**PAGE EXCERPT**

----

Description hui.qiu 2021-04-27 03:02:27 MDT

Hi Support, 

We use slurm version 17.02.5 in RHEL6.10 and found an issue of scheduling. 

You may find the attachments of our slurm.conf. 

The issue is for the heaviest user v_bazine who runs jobs mostly in mmf partition. 

When there are still plenty of resources(CPU, RAM), many user v_bazine's jobs in mmf partition are in PD status with reason 'Priority'. If user v_bazine sends the jobs to other partitions, the jobs can run. If other users send jobs to mmf partition,  the jobs can also run. 

Seems there is sort of a cap for the user in the same partition but I couldn't find or explain why. 

The user v_bazine runs jobs more often and hence has lower fairshare value than other users. But if no other users send jobs, his jobs still get stuck in PD status in the mmf partition.  This is a kind of waste of resources. 

Can you please check and advise how to avoid this? 

BTW, we have plan to upgrade slurm to latest version together with the OS RHEL8 migration later this year. I would like to see if any way to solve this by some settings in the current version. 

Thanks,
Hui

Comment 1 hui.qiu 2021-04-27 03:32:43 MDT

Created attachment 19130 [details]
slurm.conf

Comment 2 hui.qiu 2021-04-27 03:34:21 MDT

Created attachment 19131 [details]
sshare -a output

Comment 3 Ben Roberts 2021-04-27 11:36:21 MDT

Hi Hui,

It's possible that there's a limit defined in the QOS associated with the partition that's preventing this user's jobs from starting.  Can I have you send the output of 'sacctmgr show qos'?  

If you have an example job on the system right now I would also like to see the output of a few commands to see what is happening with that job:
squeue
sprio
sinfo
scontrol show job <job id of problem job>
sdiag

I would also like to see the slurmctld.log file that covers the time from when the job in question was submitted to the present.

----

**STATED TASK 1**
List every command whose output Ben Roberts asks Hui to send in the Slurm scheduling thread.
**STATED TASK 2**
Carry on the Slurm scheduling thread from its last sentence.
Nothing in the listing is needed here.

**DATASET EXTRACT**
----

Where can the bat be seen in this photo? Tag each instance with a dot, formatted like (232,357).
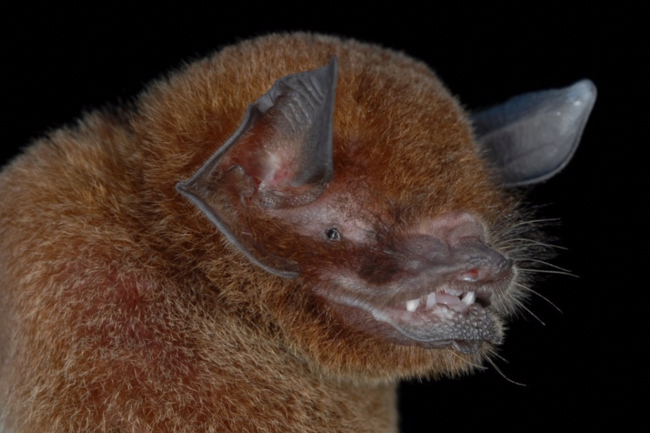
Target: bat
(268,240)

----

**RIGHT ANSWER 1**
- sacctmgr show qos
- squeue
- sprio
- sinfo
- scontrol show job <job id of problem job>
- sdiag

**RIGHT ANSWER 2**
Thanks,
Ben

Comment 4 hui.qiu 2021-04-28 18:20:40 MDT

Hi Ben, 

Yes, we have qos set for each partition. Please find the attached output.

Our default partition has qos of 2000 GrpJobs. Most others have lower GrpJobs set. 

The strange thing is that mmf partition has QOS=team set which has 10000 GrpJobs however it seems we never go beyond 2000 even if there is resources in the cluster. 

I don't have an example at the moment. I will check with the heaviest user to reproduce and send you the commands outputs as well as the slurmctld.log in the next couple of days.

Regards,
Hui

Comment 5 hui.qiu 2021-04-28 18:22:40 MDT

Created attachment 19177 [details]
sacctmgr show qos

Comment 6 Ben Roberts 2021-04-29 09:24:27 MDT

Hi Hui,

Thank you for sending the sacctmgr output.  It does look like there is a GrpJobs limit defined for the 'team' QOS, but with a value of 10,000 you're probably not hitting that limit.  Looking at your config again I do see that there is another possibility of what might be happening.  If you have a large number of jobs in the queue and this user's jobs are relatively low in priority then it would probably fall to the backfill scheduler to start the jobs.  If the backfill scheduler isn't able to get to these jobs in a single scheduling cycle then the jobs will just sit in the queue until there are fewer jobs waiting.

There is a parameter you can set in your slurm.conf file that will tell the backfill scheduler to keep track of how far it made it in the queue when it stops so that it can pick up from where it left off the next time, rather than the default behavior of starting from the beginning each time.  This parameter is called bf_continue and is set as one of the SchedulerParameters.  

Can you confirm that there were a large number of jobs in the queue when you saw this behavior?  If this behavior does seem to be related to the number of queued jobs then I do think this is likely the cause for the behavior you're seeing.  You may also want to consider increasing bf_max_job_test from the default value of 100.  Let me know if you have questions about this.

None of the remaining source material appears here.